Published in Pediatrics, For the Health of It Author: Jill Amsberry,DO

The start of the school year can be a busy time for children and parents alike. As students are preparing to head back to class and cold and flu season starts to ramp up, it’s important to make sure you don’t put your health on the back burner. Here are some things you should keep in mind in the coming weeks.

What vaccines does my child need to have before school starts?

It’s important to be sure your child is up to date on their childhood vaccines like those that protect against meningitis, pneumonia, tetanus, polio, measles and chickenpox. If you are not sure if your child is caught up on these vaccines, contact your primary care provider and schedule an appointment as soon as possible. If your child is due for other childhood vaccinations, they can still get the COVID-19 vaccine at the same time as their other scheduled vaccines.

__DATA EXTRACT__.
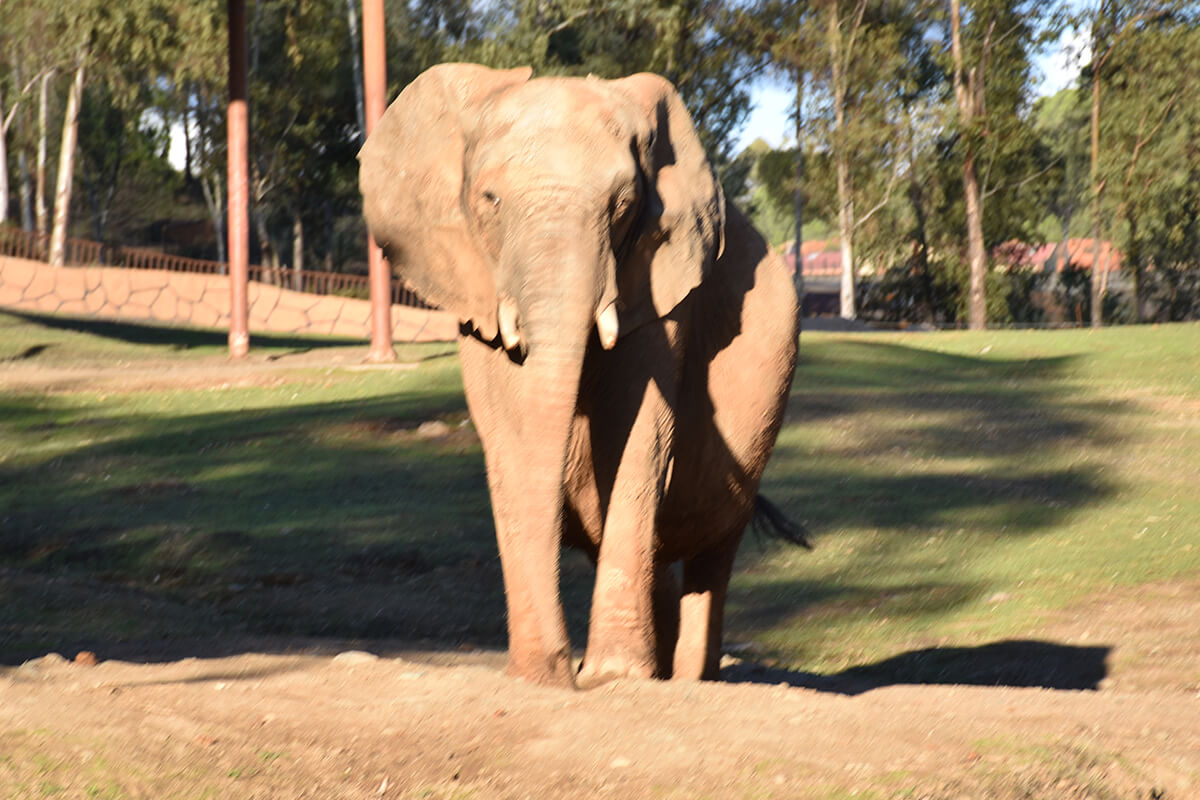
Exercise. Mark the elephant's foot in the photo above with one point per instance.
(610, 669)
(549, 671)
(601, 668)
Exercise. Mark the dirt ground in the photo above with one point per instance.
(329, 722)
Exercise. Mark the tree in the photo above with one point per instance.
(990, 42)
(1111, 23)
(1144, 151)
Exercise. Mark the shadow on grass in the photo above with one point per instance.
(163, 536)
(1018, 663)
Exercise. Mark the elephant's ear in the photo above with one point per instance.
(411, 178)
(681, 232)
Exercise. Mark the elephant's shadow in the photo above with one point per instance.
(1012, 662)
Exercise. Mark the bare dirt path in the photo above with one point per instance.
(453, 726)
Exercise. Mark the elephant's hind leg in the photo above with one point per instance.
(706, 579)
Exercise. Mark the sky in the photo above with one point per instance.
(772, 116)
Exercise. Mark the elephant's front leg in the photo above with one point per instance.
(525, 445)
(623, 637)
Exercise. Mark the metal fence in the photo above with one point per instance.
(33, 246)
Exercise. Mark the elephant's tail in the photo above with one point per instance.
(769, 519)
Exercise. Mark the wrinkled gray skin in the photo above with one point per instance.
(627, 347)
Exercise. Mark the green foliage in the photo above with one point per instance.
(298, 499)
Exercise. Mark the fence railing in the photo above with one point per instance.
(78, 252)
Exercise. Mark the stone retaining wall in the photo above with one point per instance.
(202, 300)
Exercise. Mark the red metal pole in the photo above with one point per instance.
(239, 188)
(375, 80)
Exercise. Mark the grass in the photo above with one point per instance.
(960, 488)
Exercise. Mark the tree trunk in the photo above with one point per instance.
(1134, 264)
(40, 210)
(4, 167)
(27, 192)
(1097, 185)
(845, 197)
(297, 251)
(352, 17)
(969, 96)
(66, 164)
(798, 191)
(977, 257)
(846, 233)
(270, 257)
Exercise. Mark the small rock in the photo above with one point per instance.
(433, 429)
(355, 657)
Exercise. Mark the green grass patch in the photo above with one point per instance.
(960, 487)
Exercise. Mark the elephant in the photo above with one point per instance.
(627, 342)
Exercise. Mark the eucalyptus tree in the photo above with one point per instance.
(1114, 25)
(1145, 151)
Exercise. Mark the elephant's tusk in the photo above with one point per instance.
(509, 319)
(609, 326)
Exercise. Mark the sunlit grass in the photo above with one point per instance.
(964, 486)
(960, 487)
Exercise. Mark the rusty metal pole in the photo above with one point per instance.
(375, 79)
(239, 190)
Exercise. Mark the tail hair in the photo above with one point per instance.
(769, 521)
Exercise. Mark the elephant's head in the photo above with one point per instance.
(528, 206)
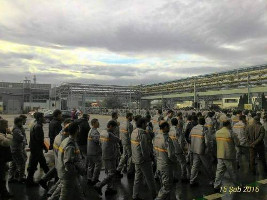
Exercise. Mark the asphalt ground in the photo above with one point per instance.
(255, 185)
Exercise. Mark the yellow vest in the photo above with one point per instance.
(225, 144)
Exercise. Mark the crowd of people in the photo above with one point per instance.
(162, 150)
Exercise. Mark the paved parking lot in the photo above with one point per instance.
(124, 186)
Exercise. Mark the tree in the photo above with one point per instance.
(112, 102)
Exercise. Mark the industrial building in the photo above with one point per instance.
(22, 97)
(223, 89)
(78, 95)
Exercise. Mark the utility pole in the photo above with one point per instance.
(248, 85)
(130, 105)
(195, 93)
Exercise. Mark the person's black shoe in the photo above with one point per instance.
(7, 195)
(194, 184)
(130, 175)
(216, 190)
(98, 189)
(12, 180)
(119, 174)
(138, 198)
(110, 192)
(89, 182)
(31, 183)
(124, 170)
(43, 184)
(95, 182)
(185, 180)
(22, 180)
(175, 180)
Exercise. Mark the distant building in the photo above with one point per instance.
(16, 98)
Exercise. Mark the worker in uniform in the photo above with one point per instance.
(222, 118)
(226, 154)
(256, 133)
(141, 157)
(169, 116)
(235, 117)
(210, 125)
(160, 115)
(125, 136)
(36, 147)
(55, 126)
(199, 147)
(54, 130)
(115, 117)
(70, 166)
(24, 120)
(165, 154)
(239, 129)
(84, 128)
(94, 154)
(6, 139)
(178, 141)
(109, 144)
(19, 156)
(54, 192)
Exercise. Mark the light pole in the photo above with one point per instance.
(248, 81)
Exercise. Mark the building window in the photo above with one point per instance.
(231, 100)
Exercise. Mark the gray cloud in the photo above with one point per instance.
(229, 33)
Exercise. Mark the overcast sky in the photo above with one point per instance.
(128, 42)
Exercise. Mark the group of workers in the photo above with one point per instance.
(166, 148)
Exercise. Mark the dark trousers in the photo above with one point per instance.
(253, 152)
(3, 169)
(35, 158)
(52, 173)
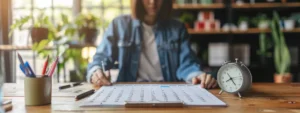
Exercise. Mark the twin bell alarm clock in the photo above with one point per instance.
(234, 77)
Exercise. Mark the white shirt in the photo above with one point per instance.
(149, 64)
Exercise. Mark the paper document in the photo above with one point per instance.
(119, 94)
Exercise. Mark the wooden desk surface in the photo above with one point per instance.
(262, 98)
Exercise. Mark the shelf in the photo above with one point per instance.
(15, 48)
(265, 5)
(249, 31)
(199, 6)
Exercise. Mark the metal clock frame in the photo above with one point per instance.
(247, 79)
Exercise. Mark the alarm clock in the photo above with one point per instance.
(234, 77)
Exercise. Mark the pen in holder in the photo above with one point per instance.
(38, 90)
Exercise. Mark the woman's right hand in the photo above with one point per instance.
(99, 78)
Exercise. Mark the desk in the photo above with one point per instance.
(262, 98)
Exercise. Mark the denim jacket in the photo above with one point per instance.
(122, 43)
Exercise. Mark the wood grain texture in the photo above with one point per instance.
(261, 98)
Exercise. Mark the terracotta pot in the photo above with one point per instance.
(283, 78)
(90, 35)
(39, 34)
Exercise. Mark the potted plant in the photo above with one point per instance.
(265, 46)
(289, 24)
(261, 21)
(187, 19)
(88, 24)
(39, 31)
(282, 58)
(243, 23)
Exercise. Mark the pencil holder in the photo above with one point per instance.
(38, 91)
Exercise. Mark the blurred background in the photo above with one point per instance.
(263, 34)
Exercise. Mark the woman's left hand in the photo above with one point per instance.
(205, 80)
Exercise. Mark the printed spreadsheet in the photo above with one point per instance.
(119, 94)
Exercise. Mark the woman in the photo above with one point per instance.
(149, 46)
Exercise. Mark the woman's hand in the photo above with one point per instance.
(206, 81)
(101, 79)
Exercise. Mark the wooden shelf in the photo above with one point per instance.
(249, 31)
(15, 48)
(199, 6)
(192, 31)
(265, 5)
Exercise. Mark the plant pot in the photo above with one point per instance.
(289, 24)
(283, 78)
(187, 25)
(90, 35)
(38, 34)
(180, 2)
(263, 25)
(218, 1)
(243, 26)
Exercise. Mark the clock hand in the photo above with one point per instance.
(233, 82)
(229, 76)
(228, 80)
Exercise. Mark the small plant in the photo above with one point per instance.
(282, 57)
(243, 19)
(187, 18)
(264, 45)
(87, 20)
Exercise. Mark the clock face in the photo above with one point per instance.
(230, 78)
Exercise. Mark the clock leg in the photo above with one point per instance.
(240, 95)
(220, 92)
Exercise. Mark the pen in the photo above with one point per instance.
(77, 84)
(64, 87)
(22, 65)
(29, 68)
(45, 66)
(51, 71)
(103, 69)
(69, 85)
(85, 94)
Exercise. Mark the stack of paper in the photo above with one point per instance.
(119, 94)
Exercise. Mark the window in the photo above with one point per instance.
(107, 10)
(104, 9)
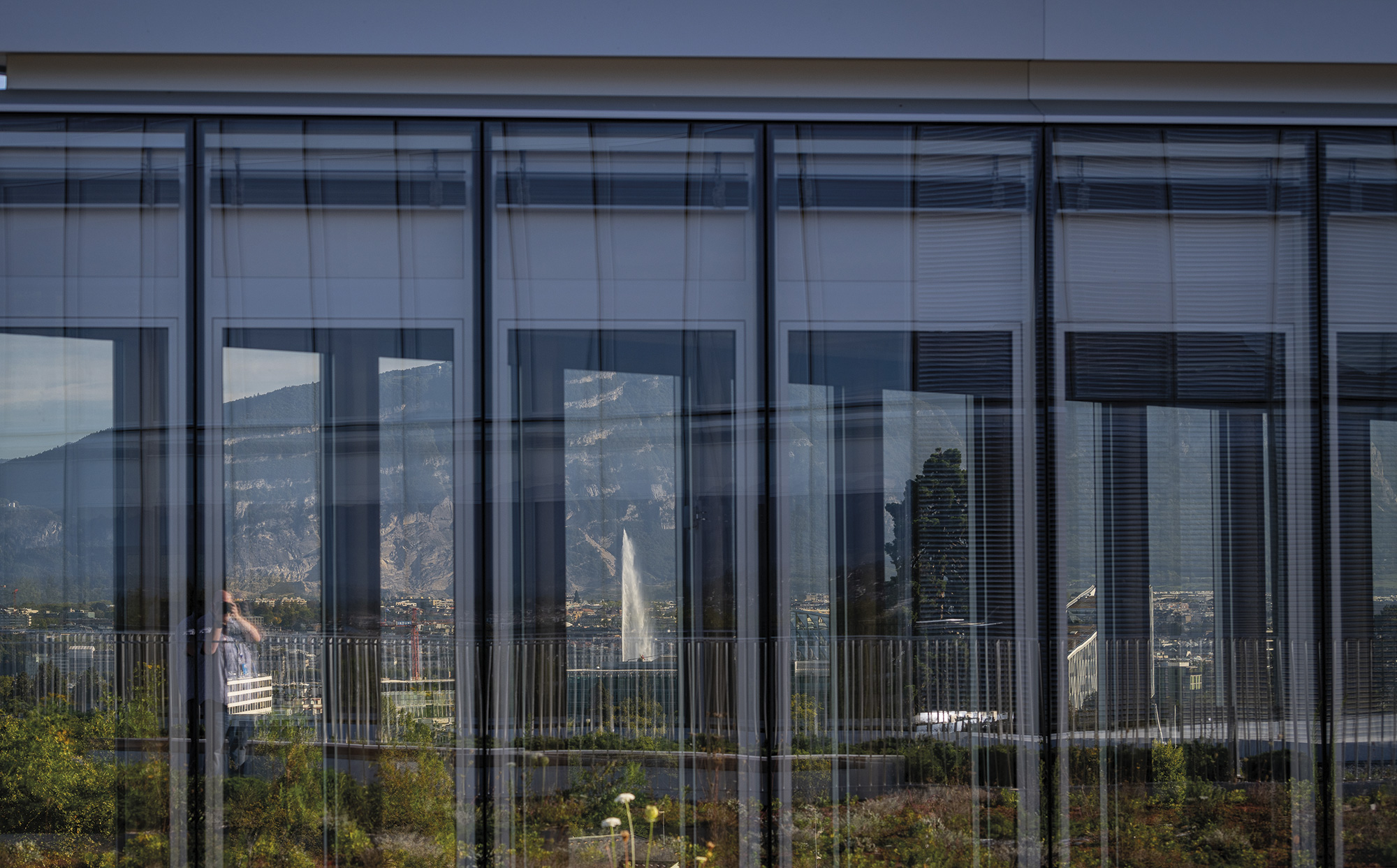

__TASK OBJECTIVE__. Please carry the back-to-school health article further, picking up right after its last sentence.

__EXPECTED ANSWER__.
According to the Centers for Disease Control and Prevention (CDC), pre-K through kindergarten age should receive their fifth dose of pertussis and DTaP, their fourth dose of IPV, the second dose of MMR, the second dose of varicella and a yearly flu shot.

It’s recommended by the CDC that children ages 11-12 should receive an HPV vaccine, one dose of MenACWY, pertussis, Tdap and a yearly flu shot.

Children ages 13 to 18 years old are recommended to get their second HPV vaccine, MenB and a yearly flu shot.

When should my child get a flu shot?

Flu shots should be available soon for children 6 months and older. September and October are typically good times to get vaccinated for the flu. Ideally, you want to be vaccinated by the end of October but getting vaccinated later in the season can still provide protection.

Does my child need a COVID-19 vaccine?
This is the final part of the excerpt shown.